_TASKS_.
a: From the Ormat first-quarter results release, extract the passage that begins at the words "- Net loss amounted" and stops after the words "tax equity transaction.".
b: Please condense the paragraph of the Ormat first-quarter results release that begins "Commenting on the results" into a short bulleted list that keeps its main facts.

_PROVIDED TEXT_.
━━━━━━━━━━━━━━━━━━━━
RENO, Nevada, May 7, 2013 /PRNewswire/ -- Ormat
Technologies, Inc. (NYSE: ORA) today announced financial results
for the first quarter of 2013.
(Logo:
http://photos.prnewswire.com/prnh/20040422/LATH066LOGO)
Financial highlights & Recent
Developments:
- Total revenues amounted to $121.7
million; a 8.0% decrease from the first quarter of 2012,
mainly due to a reduction in the electricity segment revenues of
$9.3 million related to our SO#4 PPAs
in California and a net loss of
$4.6 million related to derivative
instruments;
- Product segment strength continues with a Backlog of
$224 million as of May 7, 2013.
- Replaced two SO#4 PPAs tied to natural gas at the Mammoth
complex with up to 21.5 MW of new long-term fixed price PPAs, with
higher rates.
- Net loss amounted to $1.9 million
or $0.04 per share compare to net
income of $8.0 million or
$0.17 per share; net income excluding
one-time termination fee of $9.0
million related to the replacement of Mammoth PPAs and a
$4.6 million loss related to oil and
gas derivative instruments was $11.6
million or $0.26 per
share;
- Received $35.7 million in cash as
a result of the ORTP tax equity transaction.
- Reached commercial operation for the 36 MW Olkaria III Plant 2
in Kenya; increasing our worldwide
generating capacity to 611 MW;
- Signed the Sarulla agreements and secured our role as a
supplier for approximately $254
million;
- Signed a 20-year PPA with Southern California Public Power
Authority (SCPPA) for our 16 MW Wild Rose project in Nevada;
Commenting on the results, Dita Bronicki, Chief Executive
Officer of Ormat, stated: "Since the beginning of the year,
we have achieved significant milestones that will further improve
both segments performance. Our 2013 organic growth plan to reach
637 MW is on schedule. The 36 MW Plant 2 in the Olkaria III complex
in Kenya reached commercial
operation bringing the total capacity of our portfolio to 611 MW,
and we are progressing with the construction of Heber Solar and Wild Rose projects that we
expect to complete by the end of 2013. In 2014, we plan to bring on
line plant 3 at the Olkaria III complex increasing its capacity to
approximately 100 MW."
━━━━━━━━━━━━━━━━━━━━
_GIVEN DATA_.
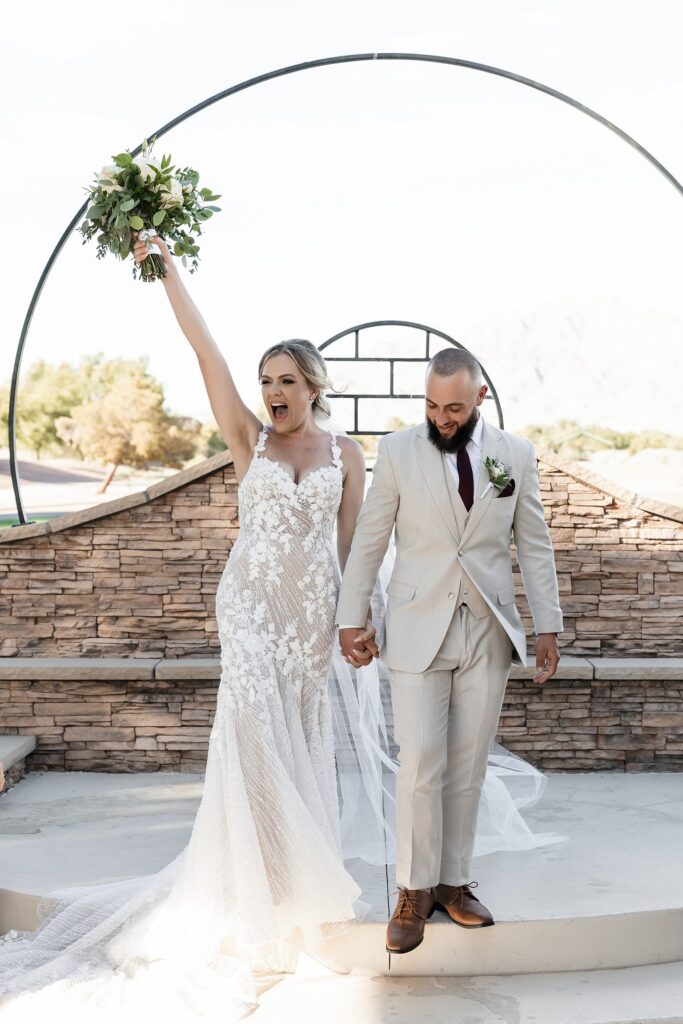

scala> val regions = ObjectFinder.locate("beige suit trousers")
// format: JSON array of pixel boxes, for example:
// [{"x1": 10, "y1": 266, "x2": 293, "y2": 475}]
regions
[{"x1": 390, "y1": 604, "x2": 513, "y2": 889}]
━━━━━━━━━━━━━━━━━━━━
_RESULTS IN ORDER_.
a:
- Net loss amounted to $1.9 million
or $0.04 per share compare to net
income of $8.0 million or
$0.17 per share; net income excluding
one-time termination fee of $9.0
million related to the replacement of Mammoth PPAs and a
$4.6 million loss related to oil and
gas derivative instruments was $11.6
million or $0.26 per
share;
- Received $35.7 million in cash as
a result of the ORTP tax equity transaction.

b:
- Dita Bronicki, Chief Executive Officer of Ormat, said that milestones reached since the beginning of the year will further improve both segments' performance.
- The 2013 organic growth plan to reach 637 MW is on schedule.
- The 36 MW Plant 2 in the Olkaria III complex in Kenya reached commercial operation, bringing total portfolio capacity to 611 MW.
- Construction of the Heber Solar and Wild Rose projects is progressing and is expected to be complete by the end of 2013.
- In 2014, plant 3 at Olkaria III is planned to come online, increasing the complex's capacity to approximately 100 MW.